### Source
This performance review was created when the car was new. Some links may no longer point to an active page.

Though it doesn’t look too different from previous year’s model, the 2011 Dodge Challenger is packing some substantial changes under the hood. Revisions have been made to the steering, suspension and brakes, and SE models now gain 55 horsepower from a new base engine. The changes were needed, and now base model Challengers offer power and handling that’s more competitive with muscle car competition coming from Ford and Chevy.

Reworked suspension components make the Challenger more capable of keeping up with cars like the Mustang on a curvy road, but it’s still not the nimblest of the bunch. The Challenger’s steering had too much power-assist for one reviewer, who would’ve preferred a sportier feel.

  • "Telling your friends you bought a V6-powered 2011 Dodge Challenger is no longer something to be embarrassed about, as an all-new, more powerful and more efficient base V6 engine debuts. " -- Edmunds 
  • "Unlike the V6 in the Chevrolet Camaro, the Pentastar engine delivers its punch without the same harshness or vibration of its Bowtie rival, delivering its reps in a smooth, dangerously encouraging wave." -- Autoblog 

Acceleration and Power

A new base 3.6-liter engine for 2011 helps the Dodge Challenger do a better job of living up to its muscle car name. The base SE generates 305 horsepower, up 55 from the previous year. Meanwhile, R/T trimmed Challengers put 372 horsepower to the rear wheels courtesy of a 5.7-liter V8 engine. Reviewers are impressed, particularly with the base engine which now makes the Challenger competitive with V6-powered Mustangs and Camaros.

In addition to more power, V6 Challenger models also get slightly improved fuel economy. The EPA says that the V6-powered Challenger gets 18 miles per gallon in the city and 27 mpg on the highway. V8 models get 16/25 and 15/24 mpg city/highway fuel economy with automatic and manual transmissions, respectively. Still, slightly better fuel economy can be seen in similarly equipped Mustang and Camaro models. The V6-powered Mustang offers the more impressive numbers in the class – 19/31 mpg city/highway – when equipped with an automatic transmission.

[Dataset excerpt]
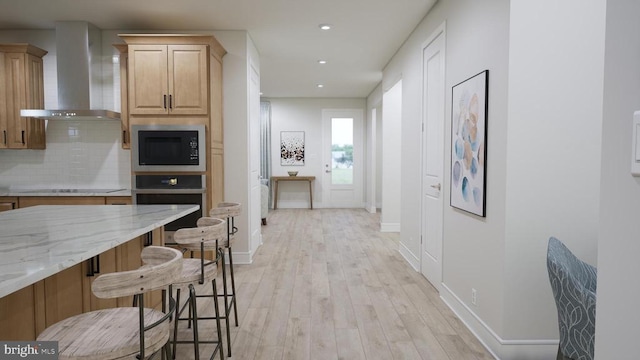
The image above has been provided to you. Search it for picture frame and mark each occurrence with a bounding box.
[450,70,489,217]
[280,131,305,166]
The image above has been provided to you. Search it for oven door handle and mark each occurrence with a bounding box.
[131,189,207,195]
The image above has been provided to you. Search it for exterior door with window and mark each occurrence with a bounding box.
[316,109,364,208]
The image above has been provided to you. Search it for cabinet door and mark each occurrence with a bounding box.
[82,249,118,312]
[168,45,209,115]
[24,54,46,149]
[0,285,36,341]
[44,264,85,327]
[116,44,131,149]
[127,45,169,115]
[4,53,45,149]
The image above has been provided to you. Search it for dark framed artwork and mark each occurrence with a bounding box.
[280,131,304,166]
[451,70,489,217]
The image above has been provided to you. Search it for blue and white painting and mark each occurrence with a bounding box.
[280,131,304,165]
[451,70,489,217]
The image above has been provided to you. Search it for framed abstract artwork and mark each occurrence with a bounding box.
[280,131,304,166]
[451,70,489,217]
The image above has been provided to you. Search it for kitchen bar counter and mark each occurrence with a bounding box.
[0,205,198,298]
[0,188,131,196]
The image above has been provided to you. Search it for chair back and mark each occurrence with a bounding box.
[173,218,227,251]
[91,246,182,298]
[209,202,242,218]
[547,237,598,360]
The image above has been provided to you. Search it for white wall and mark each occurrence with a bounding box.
[504,0,606,344]
[383,0,509,354]
[383,0,605,359]
[262,98,366,209]
[596,1,640,359]
[378,79,400,232]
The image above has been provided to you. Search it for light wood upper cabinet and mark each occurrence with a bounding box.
[113,44,131,149]
[128,44,209,115]
[0,44,47,149]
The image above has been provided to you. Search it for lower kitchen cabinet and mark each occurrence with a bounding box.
[0,285,37,341]
[0,196,164,341]
[82,248,119,312]
[41,264,85,334]
[0,196,18,211]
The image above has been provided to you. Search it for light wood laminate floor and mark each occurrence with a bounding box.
[176,209,493,360]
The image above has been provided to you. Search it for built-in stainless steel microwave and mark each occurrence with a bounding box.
[131,125,207,172]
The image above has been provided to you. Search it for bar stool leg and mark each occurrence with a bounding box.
[220,248,231,357]
[189,284,200,359]
[227,244,238,326]
[211,279,224,360]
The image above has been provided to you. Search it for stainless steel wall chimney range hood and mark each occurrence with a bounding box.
[20,21,120,120]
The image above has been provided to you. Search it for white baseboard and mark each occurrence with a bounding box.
[440,283,558,360]
[231,251,253,265]
[380,223,400,232]
[398,242,420,271]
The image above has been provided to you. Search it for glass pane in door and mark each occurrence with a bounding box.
[331,118,353,185]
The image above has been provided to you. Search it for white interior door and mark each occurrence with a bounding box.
[322,109,364,208]
[420,27,445,291]
[249,66,262,252]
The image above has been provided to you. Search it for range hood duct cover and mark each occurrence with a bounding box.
[20,21,120,120]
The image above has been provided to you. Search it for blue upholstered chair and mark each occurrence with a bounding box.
[547,237,598,360]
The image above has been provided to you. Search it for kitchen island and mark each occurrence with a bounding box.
[0,205,198,340]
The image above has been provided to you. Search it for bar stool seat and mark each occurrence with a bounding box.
[172,219,226,360]
[38,246,182,360]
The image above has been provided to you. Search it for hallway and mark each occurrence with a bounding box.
[172,209,493,360]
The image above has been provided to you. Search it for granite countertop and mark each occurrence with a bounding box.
[0,188,131,196]
[0,205,199,297]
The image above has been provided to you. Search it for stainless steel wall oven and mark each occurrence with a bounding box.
[131,174,208,235]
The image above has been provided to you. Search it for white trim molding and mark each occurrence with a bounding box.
[440,283,559,360]
[398,242,420,271]
[380,223,400,232]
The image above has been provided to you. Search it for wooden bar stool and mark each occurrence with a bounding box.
[202,202,242,356]
[173,219,231,360]
[38,246,182,360]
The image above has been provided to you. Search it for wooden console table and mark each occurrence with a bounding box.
[271,176,316,210]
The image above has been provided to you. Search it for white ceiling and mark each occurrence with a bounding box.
[0,0,436,97]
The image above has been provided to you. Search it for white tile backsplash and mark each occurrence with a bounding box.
[0,120,131,189]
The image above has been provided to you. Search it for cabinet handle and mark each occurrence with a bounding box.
[87,255,100,277]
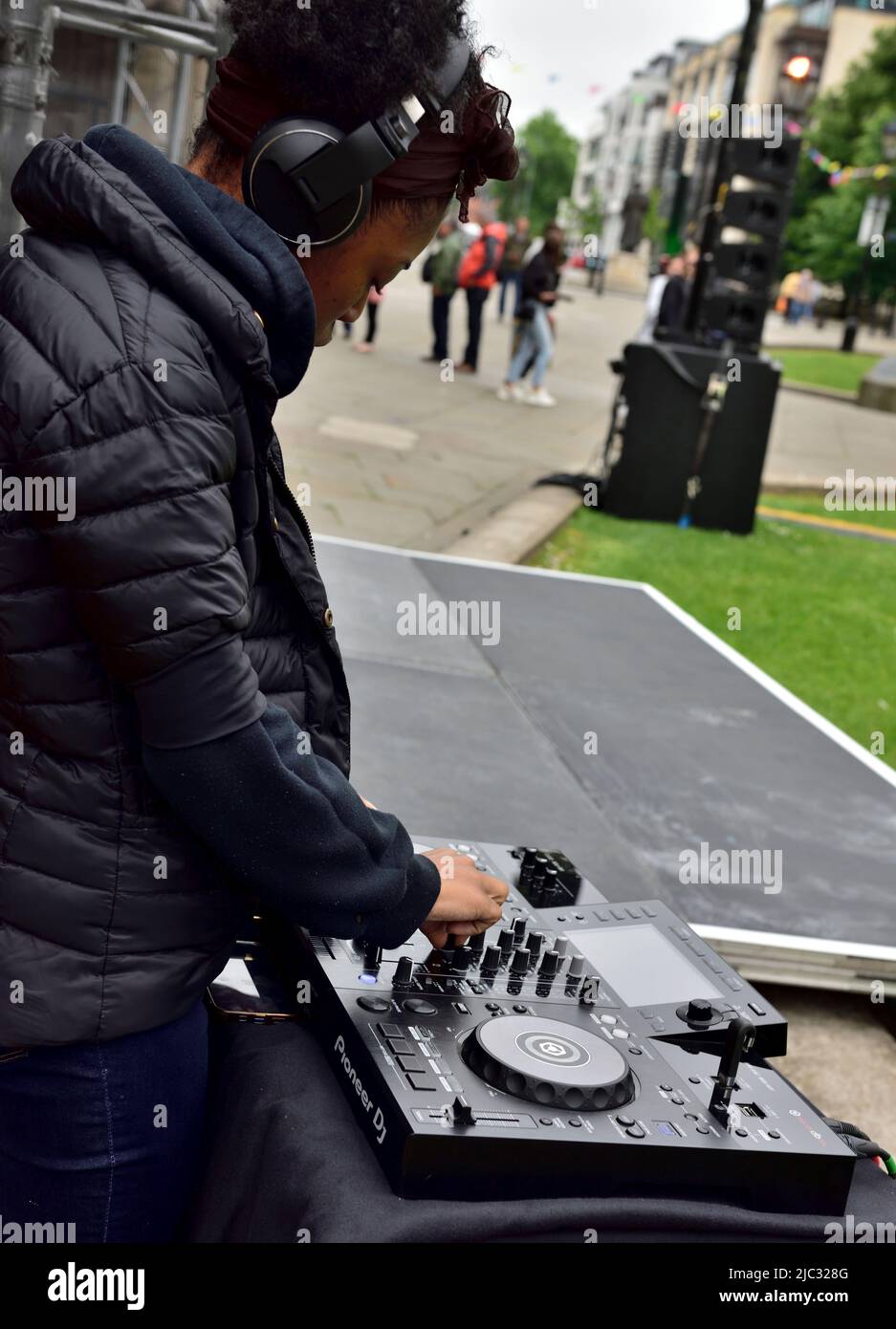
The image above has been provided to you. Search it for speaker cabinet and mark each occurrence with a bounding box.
[602,343,780,535]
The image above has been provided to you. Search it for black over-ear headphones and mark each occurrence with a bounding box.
[242,37,470,249]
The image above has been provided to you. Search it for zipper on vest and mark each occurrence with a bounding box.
[269,453,317,568]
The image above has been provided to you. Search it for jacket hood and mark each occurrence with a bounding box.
[11,135,315,412]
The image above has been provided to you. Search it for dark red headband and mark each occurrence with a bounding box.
[206,55,518,222]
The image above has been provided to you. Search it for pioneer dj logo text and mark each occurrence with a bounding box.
[334,1034,385,1144]
[678,839,784,896]
[395,592,501,646]
[47,1260,146,1311]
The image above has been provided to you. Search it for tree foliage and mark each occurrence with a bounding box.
[781,27,896,296]
[493,110,579,234]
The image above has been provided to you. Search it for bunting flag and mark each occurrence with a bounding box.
[805,143,893,186]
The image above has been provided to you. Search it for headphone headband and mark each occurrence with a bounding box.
[242,37,470,249]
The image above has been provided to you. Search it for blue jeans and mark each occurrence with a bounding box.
[0,1002,208,1243]
[507,306,555,388]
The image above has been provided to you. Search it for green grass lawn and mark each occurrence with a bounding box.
[766,345,880,392]
[531,508,896,766]
[759,489,896,531]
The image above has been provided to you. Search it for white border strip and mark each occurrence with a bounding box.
[314,535,896,788]
[688,923,896,964]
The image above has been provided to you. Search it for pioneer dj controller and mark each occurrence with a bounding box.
[272,839,855,1213]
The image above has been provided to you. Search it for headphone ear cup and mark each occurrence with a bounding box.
[242,117,372,249]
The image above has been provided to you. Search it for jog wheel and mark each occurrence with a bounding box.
[460,1015,634,1112]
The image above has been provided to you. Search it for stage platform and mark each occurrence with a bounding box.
[317,538,896,995]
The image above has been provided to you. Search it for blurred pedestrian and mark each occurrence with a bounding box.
[424,217,464,362]
[787,267,815,327]
[352,286,382,355]
[497,217,531,319]
[636,253,671,341]
[654,253,691,340]
[497,226,557,406]
[457,200,507,374]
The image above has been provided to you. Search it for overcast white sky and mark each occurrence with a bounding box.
[470,0,754,139]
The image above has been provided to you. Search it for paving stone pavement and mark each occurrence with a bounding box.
[275,263,896,550]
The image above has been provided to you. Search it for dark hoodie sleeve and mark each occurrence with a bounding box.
[142,702,442,948]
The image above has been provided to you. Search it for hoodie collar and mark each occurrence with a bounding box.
[12,125,317,399]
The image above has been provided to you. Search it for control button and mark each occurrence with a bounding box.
[392,955,413,988]
[511,948,529,978]
[450,1094,476,1125]
[404,1071,436,1094]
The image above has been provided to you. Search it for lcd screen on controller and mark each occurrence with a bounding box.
[570,926,722,1006]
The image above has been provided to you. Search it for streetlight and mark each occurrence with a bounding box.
[882,120,896,163]
[841,120,896,351]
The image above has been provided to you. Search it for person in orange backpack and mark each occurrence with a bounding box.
[457,200,507,374]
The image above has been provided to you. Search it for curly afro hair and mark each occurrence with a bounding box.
[186,0,484,205]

### The request
Pick up the 2011 Dodge Challenger review after its final sentence and write the next section in the same style.

### The output
  • "R/T with the manual transmission is quite potent, though it doesn't feel quite as fast as its 376-horsepower rating would suggest. The manual transmission has positive, mechanical shift action and a smooth clutch." -- Consumer Guide 
  • "First of all, the base V6 model is no longer a source of automotive shame. The new "Pentastar" 3.6-liter V6 presents a significant improvement in both power (up 55 horsepower to 305 hp) and fuel economy, and is now competitive with its rivals' base engines." -- Edmunds 
  • "We can say with some authority that the new six-pot is an amazing addition to the Challenger line." -- Autoblog 

Handling and Braking

The automotive press says that the Challenger handles well for a large car, and for 2011it gets suspension, brake and steering updates. The changes were needed, and reviewers now report that the Challenger is much more capable in the corners than last year’s model. Still, it’s not the most agile choice out there, and one reviewer notes that the steering has too much power assist, which detracts from the Challenger’s otherwise sporty feel. If you’re looking for a muscle car that’s more capable in the corners, don’t overlook the Ford Mustang. Some reviewers say that the Mustang handles better in the turns.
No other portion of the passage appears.